Dataset records:
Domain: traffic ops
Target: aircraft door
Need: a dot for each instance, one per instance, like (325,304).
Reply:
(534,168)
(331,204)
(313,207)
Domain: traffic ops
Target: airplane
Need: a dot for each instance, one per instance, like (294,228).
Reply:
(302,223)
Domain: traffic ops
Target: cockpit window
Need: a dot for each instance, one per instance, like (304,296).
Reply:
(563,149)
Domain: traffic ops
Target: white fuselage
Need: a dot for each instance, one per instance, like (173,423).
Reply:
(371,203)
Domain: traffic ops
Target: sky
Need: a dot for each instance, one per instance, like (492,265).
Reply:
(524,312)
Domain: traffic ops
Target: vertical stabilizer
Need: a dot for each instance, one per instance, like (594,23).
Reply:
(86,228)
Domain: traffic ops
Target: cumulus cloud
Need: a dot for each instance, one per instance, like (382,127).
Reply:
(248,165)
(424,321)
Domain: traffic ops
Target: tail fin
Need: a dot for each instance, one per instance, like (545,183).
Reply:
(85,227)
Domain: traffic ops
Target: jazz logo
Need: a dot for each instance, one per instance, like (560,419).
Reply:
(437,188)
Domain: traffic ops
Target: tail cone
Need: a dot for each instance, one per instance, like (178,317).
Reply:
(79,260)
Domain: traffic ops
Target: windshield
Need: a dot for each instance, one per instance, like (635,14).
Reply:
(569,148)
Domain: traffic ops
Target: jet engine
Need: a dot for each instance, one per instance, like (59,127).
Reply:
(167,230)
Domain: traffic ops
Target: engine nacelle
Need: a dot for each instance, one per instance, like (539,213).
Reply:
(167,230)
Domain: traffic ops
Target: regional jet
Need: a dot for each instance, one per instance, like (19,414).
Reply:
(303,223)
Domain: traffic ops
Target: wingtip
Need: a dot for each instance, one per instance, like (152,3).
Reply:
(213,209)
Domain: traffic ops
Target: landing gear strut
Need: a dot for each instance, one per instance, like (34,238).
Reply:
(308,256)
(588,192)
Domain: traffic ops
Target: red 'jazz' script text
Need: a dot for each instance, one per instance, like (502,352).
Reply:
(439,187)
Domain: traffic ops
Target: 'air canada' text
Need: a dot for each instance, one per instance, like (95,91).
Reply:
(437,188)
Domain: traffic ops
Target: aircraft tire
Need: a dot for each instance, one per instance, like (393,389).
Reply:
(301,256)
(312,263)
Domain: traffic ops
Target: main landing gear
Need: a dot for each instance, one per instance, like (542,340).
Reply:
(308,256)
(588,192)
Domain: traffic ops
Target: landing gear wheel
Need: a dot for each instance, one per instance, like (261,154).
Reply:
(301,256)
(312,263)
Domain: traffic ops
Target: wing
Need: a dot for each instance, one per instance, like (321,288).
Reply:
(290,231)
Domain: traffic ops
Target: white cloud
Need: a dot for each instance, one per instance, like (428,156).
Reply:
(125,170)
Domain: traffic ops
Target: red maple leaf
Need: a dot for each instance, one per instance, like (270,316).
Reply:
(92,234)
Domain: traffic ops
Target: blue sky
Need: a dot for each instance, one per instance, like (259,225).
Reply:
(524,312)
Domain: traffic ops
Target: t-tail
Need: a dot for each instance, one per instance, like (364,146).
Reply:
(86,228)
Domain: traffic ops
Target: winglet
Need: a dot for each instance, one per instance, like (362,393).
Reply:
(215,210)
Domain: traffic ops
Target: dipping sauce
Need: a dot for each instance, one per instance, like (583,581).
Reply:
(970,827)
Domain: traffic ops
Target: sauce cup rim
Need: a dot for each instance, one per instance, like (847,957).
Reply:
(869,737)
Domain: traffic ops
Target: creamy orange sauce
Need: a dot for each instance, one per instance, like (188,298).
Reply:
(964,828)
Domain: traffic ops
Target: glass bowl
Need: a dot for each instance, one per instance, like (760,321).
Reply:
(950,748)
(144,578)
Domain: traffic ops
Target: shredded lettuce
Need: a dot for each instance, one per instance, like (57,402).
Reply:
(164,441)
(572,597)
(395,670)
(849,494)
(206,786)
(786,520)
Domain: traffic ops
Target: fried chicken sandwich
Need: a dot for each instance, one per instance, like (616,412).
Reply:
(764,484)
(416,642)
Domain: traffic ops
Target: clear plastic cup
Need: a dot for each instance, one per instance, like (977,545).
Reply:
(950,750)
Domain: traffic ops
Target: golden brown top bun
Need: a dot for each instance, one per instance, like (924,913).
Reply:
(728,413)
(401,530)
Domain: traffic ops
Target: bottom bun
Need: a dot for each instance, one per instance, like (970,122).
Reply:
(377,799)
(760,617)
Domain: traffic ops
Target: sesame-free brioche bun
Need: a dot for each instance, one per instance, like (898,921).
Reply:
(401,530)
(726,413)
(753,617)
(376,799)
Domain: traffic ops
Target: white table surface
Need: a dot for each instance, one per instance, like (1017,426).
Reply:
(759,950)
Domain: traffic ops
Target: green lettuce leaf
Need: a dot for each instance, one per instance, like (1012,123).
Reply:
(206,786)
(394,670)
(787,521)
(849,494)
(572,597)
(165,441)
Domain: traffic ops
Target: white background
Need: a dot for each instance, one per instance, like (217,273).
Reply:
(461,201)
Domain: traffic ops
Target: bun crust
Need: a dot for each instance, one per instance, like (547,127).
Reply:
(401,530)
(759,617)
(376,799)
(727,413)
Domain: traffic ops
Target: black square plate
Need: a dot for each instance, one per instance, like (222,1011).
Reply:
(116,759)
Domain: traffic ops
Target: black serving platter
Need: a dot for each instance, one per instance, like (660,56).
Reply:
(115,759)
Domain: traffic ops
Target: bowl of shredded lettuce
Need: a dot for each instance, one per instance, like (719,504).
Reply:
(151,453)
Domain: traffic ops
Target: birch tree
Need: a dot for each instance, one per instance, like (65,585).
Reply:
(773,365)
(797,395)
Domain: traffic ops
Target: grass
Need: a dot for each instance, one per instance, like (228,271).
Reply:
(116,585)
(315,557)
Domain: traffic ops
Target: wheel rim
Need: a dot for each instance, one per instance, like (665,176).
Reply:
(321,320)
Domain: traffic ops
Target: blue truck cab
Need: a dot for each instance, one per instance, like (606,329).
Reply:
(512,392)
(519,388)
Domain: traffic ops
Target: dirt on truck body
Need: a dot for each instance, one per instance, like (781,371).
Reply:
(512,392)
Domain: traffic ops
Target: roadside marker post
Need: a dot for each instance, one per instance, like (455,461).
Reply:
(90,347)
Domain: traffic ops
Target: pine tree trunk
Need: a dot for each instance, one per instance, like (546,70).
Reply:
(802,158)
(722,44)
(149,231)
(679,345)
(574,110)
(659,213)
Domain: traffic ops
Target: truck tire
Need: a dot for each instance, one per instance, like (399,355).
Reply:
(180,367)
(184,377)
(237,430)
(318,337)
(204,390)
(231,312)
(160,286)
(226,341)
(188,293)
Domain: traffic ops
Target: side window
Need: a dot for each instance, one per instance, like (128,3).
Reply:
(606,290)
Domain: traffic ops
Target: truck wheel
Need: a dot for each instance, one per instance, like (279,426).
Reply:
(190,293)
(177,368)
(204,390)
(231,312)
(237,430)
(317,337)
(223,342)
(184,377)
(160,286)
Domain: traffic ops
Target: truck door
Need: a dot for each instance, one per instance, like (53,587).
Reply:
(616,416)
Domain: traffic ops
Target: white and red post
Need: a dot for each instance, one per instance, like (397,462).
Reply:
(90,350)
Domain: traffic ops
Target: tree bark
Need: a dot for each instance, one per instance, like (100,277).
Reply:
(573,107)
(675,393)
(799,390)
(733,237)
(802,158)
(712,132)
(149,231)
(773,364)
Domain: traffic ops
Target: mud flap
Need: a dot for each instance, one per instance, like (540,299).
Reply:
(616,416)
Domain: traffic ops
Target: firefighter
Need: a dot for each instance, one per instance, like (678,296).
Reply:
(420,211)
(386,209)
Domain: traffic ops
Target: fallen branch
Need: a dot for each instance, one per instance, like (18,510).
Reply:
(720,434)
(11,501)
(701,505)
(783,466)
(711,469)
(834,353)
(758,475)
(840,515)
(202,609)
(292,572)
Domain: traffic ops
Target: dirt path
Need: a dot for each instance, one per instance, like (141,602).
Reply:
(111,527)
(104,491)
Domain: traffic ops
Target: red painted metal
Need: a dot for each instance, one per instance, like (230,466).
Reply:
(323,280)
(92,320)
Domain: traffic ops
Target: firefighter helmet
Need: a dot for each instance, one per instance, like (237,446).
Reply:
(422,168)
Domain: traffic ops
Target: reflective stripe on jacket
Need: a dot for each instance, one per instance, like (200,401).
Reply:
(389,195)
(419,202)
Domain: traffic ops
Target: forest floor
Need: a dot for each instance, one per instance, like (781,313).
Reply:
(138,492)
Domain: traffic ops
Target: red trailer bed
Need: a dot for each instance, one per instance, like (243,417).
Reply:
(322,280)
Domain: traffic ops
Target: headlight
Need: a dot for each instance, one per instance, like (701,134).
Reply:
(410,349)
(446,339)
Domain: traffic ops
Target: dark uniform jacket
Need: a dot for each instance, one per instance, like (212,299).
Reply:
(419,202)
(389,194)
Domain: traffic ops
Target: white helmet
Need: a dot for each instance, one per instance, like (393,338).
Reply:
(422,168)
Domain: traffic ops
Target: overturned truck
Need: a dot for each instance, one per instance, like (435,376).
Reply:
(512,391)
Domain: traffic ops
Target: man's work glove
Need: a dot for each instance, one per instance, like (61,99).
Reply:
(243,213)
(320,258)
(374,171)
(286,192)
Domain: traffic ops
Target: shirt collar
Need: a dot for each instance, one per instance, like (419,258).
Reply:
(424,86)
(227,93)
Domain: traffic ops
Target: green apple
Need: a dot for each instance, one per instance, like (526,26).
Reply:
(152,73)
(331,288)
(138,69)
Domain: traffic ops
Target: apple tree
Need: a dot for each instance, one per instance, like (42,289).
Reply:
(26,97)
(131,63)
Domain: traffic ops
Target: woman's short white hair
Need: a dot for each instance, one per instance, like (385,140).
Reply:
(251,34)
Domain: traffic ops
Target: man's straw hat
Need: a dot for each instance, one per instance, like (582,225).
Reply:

Exercise: Pull out every line of the entries above that contains the string "dirt".

Answer to the problem:
Target: dirt on truck body
Target: dirt path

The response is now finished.